From: Dan Williams <dan.j.williams@intel.com>
Subject: [PATCH 04/12] md: add raid5_run_ops and support routines
Date: Thu, 30 Nov 2006 13:10:20 -0700
To: neilb@suse.de, jeff@garzik.org, christopher.leech@intel.com, akpm@osdl.org
Cc: linux-kernel@vger.kernel.org, linux-raid@vger.kernel.org, olof@lixom.net
Message-Id: <20061130201020.21313.85347.stgit@dwillia2-linux.ch.intel.com>
In-Reply-To: <e9c3a7c20611301155p4069c642j276d7705b0f81447@mail.gmail.com>
References: <e9c3a7c20611301155p4069c642j276d7705b0f81447@mail.gmail.com>
Content-Type: text/plain; charset=utf-8; format=fixed
Content-Transfer-Encoding: 8bit
User-Agent: StGIT/0.11
Sender: linux-kernel-owner@vger.kernel.org
Content-Length: 22558
Lines: 728

From: Dan Williams <dan.j.williams@intel.com>

Prepare the raid5 implementation to use async_tx and a workqueue for
running stripe operations:
* biofill (copy data into request buffers to satisfy a read request)
* compute block (generate a missing block in the cache from the other
blocks)
* prexor (subtract existing data as part of the read-modify-write process)

Data provided ::
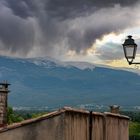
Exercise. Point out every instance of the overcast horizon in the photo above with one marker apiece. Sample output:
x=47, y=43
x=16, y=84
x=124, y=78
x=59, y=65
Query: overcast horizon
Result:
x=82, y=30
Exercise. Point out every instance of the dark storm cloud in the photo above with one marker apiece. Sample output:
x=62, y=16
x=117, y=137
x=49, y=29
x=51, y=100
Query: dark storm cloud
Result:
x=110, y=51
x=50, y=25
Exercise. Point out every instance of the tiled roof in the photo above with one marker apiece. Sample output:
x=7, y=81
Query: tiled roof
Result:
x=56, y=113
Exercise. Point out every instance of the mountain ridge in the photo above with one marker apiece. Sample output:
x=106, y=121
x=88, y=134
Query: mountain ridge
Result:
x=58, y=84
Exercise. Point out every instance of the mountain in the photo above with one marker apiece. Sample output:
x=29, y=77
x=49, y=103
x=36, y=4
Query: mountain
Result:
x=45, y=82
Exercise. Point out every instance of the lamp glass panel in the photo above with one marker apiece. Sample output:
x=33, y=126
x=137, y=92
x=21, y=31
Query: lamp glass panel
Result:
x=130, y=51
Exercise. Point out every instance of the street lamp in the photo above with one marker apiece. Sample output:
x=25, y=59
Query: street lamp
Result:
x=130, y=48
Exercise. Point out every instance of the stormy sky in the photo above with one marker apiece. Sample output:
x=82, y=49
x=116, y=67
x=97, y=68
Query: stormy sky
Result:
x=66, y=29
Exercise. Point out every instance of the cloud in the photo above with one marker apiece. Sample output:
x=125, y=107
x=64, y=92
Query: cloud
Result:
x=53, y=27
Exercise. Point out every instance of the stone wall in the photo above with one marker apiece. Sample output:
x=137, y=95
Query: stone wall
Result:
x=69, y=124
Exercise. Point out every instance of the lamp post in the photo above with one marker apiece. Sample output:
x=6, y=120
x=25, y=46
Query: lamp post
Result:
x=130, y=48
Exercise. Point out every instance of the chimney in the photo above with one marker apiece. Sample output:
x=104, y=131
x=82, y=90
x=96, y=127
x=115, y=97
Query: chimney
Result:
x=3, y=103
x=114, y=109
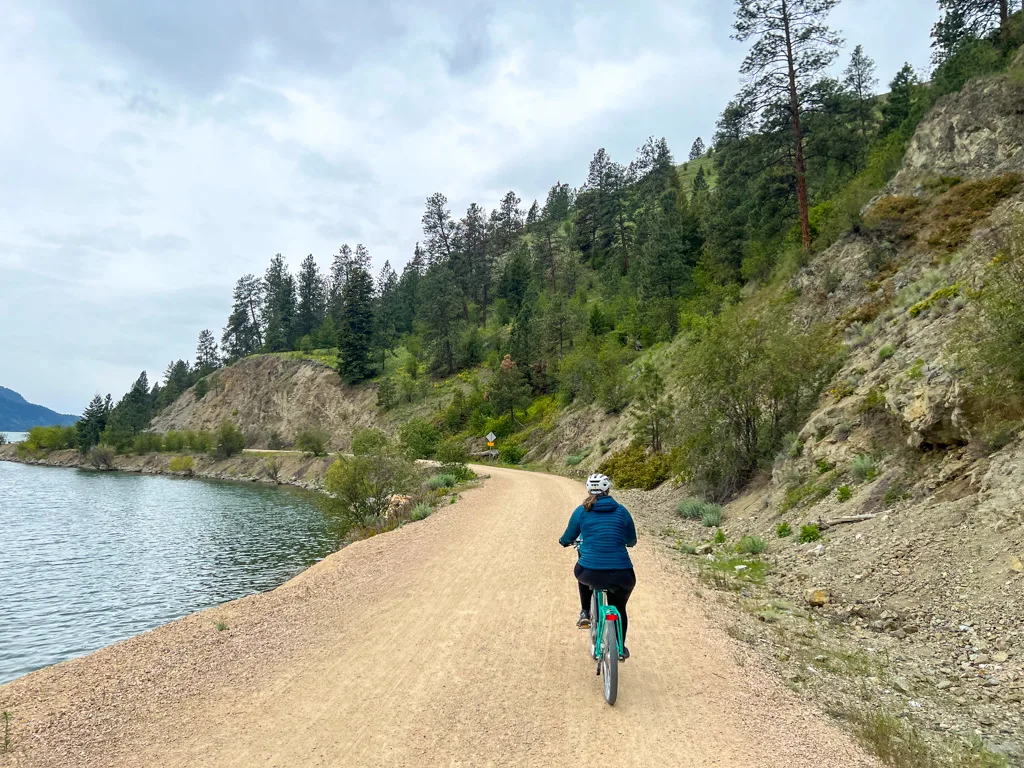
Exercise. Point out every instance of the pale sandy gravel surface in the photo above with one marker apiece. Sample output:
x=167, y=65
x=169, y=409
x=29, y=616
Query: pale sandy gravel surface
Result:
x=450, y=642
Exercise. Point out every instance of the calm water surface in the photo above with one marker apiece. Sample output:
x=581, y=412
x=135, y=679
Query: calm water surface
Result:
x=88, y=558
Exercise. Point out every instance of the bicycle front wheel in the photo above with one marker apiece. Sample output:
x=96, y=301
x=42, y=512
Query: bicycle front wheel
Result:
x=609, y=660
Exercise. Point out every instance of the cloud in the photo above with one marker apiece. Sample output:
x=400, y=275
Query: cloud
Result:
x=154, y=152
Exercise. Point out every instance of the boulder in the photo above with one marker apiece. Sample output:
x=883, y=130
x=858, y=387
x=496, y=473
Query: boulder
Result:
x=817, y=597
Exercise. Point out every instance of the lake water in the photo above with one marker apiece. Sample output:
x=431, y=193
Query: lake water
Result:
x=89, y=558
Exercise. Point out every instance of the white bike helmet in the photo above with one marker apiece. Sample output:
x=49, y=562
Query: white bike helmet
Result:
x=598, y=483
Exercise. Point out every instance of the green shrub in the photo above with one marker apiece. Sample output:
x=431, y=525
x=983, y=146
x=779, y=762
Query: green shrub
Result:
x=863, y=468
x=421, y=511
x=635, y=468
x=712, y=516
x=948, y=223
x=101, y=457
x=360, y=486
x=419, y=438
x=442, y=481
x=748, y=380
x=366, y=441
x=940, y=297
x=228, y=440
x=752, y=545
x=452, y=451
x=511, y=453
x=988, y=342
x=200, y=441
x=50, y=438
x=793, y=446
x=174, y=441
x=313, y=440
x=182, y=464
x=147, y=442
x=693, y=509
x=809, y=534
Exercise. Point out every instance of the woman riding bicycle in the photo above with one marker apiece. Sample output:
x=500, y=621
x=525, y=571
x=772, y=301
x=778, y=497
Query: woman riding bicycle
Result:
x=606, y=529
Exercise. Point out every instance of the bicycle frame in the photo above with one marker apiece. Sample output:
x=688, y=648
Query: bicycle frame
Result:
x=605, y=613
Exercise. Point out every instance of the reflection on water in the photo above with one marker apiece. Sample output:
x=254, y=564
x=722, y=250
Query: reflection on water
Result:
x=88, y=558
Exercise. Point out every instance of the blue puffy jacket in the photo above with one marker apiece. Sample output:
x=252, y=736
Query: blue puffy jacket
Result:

Things to do ::
1. In the raid5 patch email, what does the prexor operation do?
2. Reproduce the part of the raid5 patch email starting at "Prepare the raid5" and ending at "a read request)".
Work only from the patch email; the items play no part.

Responses ::
1. It subtracts existing data as part of the read-modify-write process.

2.
Prepare the raid5 implementation to use async_tx and a workqueue for
running stripe operations:
* biofill (copy data into request buffers to satisfy a read request)